_Problem statement_
Could you please retype exactly the lines from the start of the records below through the line that contains "Report the position of every instance of the green stem", both included, and leave out the pictures?

_Working data_
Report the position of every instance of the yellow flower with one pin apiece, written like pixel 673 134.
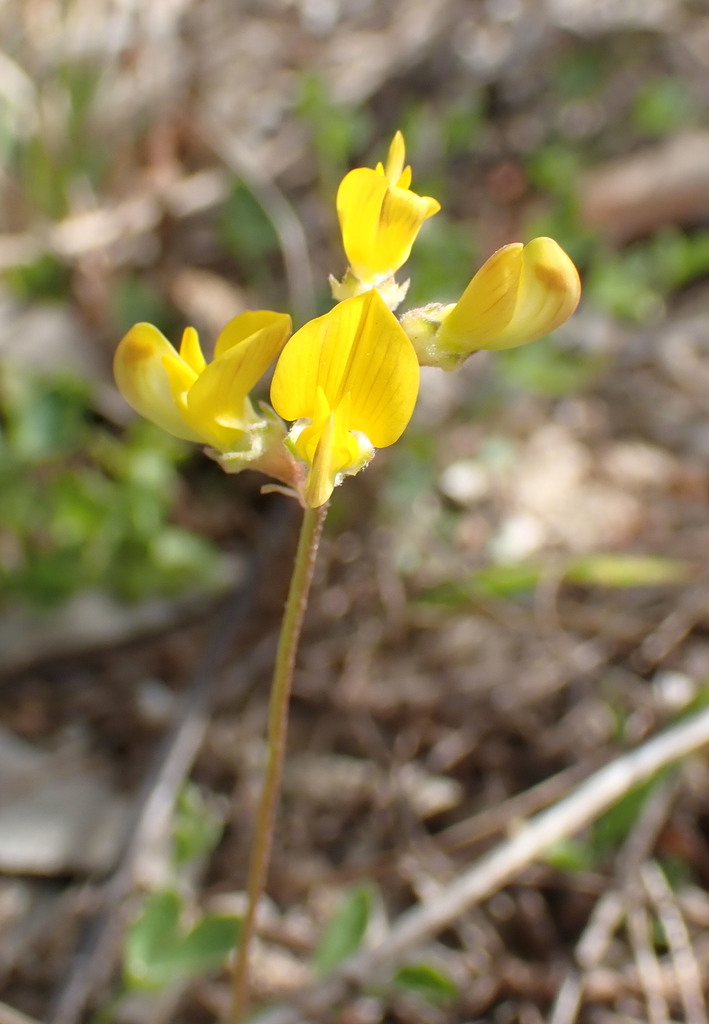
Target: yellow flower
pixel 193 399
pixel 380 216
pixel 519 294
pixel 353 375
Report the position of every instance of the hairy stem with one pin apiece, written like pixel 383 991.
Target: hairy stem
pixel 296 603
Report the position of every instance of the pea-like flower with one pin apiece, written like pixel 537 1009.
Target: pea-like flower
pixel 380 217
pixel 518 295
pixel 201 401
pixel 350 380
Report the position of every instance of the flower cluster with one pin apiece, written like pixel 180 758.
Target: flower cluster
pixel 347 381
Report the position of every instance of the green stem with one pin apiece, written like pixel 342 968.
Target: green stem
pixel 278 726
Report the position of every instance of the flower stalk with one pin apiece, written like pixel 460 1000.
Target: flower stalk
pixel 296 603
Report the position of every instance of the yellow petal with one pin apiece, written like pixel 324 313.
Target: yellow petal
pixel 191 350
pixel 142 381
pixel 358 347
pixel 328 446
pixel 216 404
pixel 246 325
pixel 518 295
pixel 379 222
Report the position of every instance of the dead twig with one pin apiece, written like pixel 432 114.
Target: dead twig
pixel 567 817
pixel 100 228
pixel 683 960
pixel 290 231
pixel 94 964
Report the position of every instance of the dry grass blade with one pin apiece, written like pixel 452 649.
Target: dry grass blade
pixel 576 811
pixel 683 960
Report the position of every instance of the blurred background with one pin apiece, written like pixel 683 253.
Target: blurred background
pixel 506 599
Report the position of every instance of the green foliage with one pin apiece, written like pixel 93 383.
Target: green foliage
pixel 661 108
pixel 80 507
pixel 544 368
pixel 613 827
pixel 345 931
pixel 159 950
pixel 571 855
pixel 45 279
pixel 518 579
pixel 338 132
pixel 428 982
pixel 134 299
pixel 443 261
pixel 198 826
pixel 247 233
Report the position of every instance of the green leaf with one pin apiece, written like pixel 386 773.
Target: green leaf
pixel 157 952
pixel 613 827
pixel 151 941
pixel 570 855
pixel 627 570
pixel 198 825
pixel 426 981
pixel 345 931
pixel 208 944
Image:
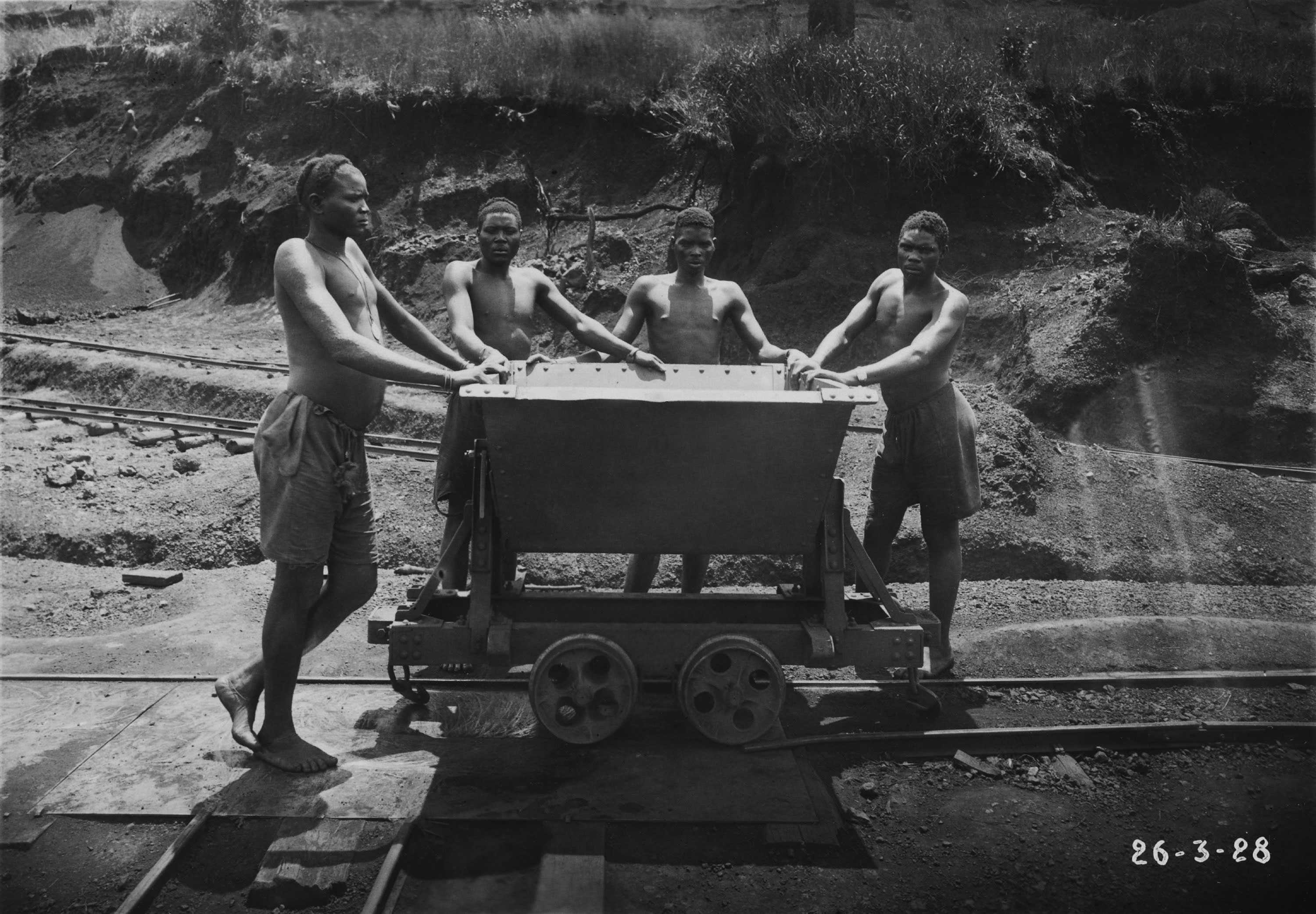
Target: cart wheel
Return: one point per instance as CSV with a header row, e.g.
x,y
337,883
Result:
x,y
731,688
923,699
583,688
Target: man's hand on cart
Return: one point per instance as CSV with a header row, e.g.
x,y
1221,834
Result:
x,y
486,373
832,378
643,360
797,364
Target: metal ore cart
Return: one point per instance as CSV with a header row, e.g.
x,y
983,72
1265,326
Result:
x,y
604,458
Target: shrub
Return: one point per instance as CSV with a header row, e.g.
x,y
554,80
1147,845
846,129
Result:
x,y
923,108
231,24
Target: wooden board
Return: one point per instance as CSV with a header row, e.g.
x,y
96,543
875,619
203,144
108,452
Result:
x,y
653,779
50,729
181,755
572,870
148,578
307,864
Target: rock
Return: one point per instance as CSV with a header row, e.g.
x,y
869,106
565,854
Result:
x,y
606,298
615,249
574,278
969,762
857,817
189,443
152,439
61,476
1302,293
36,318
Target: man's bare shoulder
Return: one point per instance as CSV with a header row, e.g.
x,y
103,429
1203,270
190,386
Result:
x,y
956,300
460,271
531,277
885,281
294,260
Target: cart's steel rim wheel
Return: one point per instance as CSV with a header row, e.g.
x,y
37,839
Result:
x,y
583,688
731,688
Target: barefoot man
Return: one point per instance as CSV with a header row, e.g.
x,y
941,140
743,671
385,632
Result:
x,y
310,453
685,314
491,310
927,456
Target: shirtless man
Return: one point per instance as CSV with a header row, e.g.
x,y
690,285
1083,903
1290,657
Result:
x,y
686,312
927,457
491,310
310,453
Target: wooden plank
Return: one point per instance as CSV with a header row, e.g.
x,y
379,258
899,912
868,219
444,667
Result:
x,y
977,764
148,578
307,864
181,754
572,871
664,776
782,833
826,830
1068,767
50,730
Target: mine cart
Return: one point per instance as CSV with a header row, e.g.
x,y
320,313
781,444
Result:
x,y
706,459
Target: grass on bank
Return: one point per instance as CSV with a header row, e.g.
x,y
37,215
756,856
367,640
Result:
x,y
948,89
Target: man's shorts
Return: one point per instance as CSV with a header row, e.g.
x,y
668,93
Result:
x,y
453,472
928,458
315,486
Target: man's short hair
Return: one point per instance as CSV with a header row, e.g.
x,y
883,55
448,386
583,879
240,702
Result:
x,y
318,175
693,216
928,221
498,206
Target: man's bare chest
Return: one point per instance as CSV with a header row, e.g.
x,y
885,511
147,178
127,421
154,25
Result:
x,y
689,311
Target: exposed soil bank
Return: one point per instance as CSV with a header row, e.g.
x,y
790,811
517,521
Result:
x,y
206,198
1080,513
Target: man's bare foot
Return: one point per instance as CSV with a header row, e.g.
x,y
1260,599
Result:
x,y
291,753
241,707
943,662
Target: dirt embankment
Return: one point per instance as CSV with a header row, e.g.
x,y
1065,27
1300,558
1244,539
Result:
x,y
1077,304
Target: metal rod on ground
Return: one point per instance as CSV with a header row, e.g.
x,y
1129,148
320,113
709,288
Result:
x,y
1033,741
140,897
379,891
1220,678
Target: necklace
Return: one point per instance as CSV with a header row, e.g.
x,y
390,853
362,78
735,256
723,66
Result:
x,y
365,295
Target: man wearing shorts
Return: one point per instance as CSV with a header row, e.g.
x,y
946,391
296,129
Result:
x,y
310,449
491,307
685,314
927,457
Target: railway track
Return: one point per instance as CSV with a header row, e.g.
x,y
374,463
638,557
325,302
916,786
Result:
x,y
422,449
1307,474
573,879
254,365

_Task response_
Report the position of every instance of the yellow flower with one pin apiece, written like pixel 673 134.
Target: yellow flower
pixel 193 399
pixel 380 216
pixel 519 294
pixel 353 375
Report the position of every instance of the hairy stem with one pin apiece, written like pixel 383 991.
Target: hairy stem
pixel 296 603
Report the position of every instance of the pea-like flower with one pin apiece, written like pixel 537 1009.
Target: pea-like flower
pixel 380 217
pixel 518 295
pixel 201 401
pixel 350 380
Report the position of every instance of the flower cluster with one pin apiece, written like pixel 180 758.
Target: flower cluster
pixel 347 381
Report the position of every instance of the green stem with one pin apiece, written like pixel 342 968.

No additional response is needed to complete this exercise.